### [Extract]
"""
ESPE Abstracts (2016) 86 P-P1-260

Microalbuminuria in Type 1 Diabetes - Audit of Management of Children and Adolescents in a Single Diabetes Centre

Aparna Kesavath Raman Nambisan, Karen Spowart, Kyriaki Sandy Alatzoglou, Nicola Bridges & Saji Alexander


Chelsea and Westminister Hospital, London, UK


Background: There are international guidelines on screening for Microalbuminuria (MA) in children with Type1 Diabetes Mellitus (T1DM). But the National Paediatric Diabetic Audit, UK suggests that screening is missed in over 50% of cases. Further, there is little data on the management and natural course of MA in children by frontline units.

Objective and hypotheses: To describe the prevalence, management and natural course of MA in children and adolescents with T1DM.

Method: All patients with T1DM noted to have MA between April 2013 and April 2015 were included in the study. Data on demographic factors and laboratory results at onset of MA and during the study period was collected retrospectively from electronic records and databases. MA was diagnosed by ACR >3 mg/mol on a random urine sample.
"""
Dataset items
"""
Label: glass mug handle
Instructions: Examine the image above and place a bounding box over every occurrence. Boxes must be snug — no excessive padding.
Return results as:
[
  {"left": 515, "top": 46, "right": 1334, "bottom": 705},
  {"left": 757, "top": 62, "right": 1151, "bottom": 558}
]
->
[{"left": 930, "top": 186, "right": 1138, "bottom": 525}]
"""
### [Required work]
Rewrite everything from "Method: All patients" down to "random urine sample." in the microalbuminuria abstract, putting "prospectively" in place of "retrospectively". The records have no role in this work.

### [Answer space]
Method: All patients with T1DM noted to have MA between April 2013 and April 2015 were included in the study. Data on demographic factors and laboratory results at onset of MA and during the study period was collected prospectively from electronic records and databases. MA was diagnosed by ACR >3 mg/mol on a random urine sample.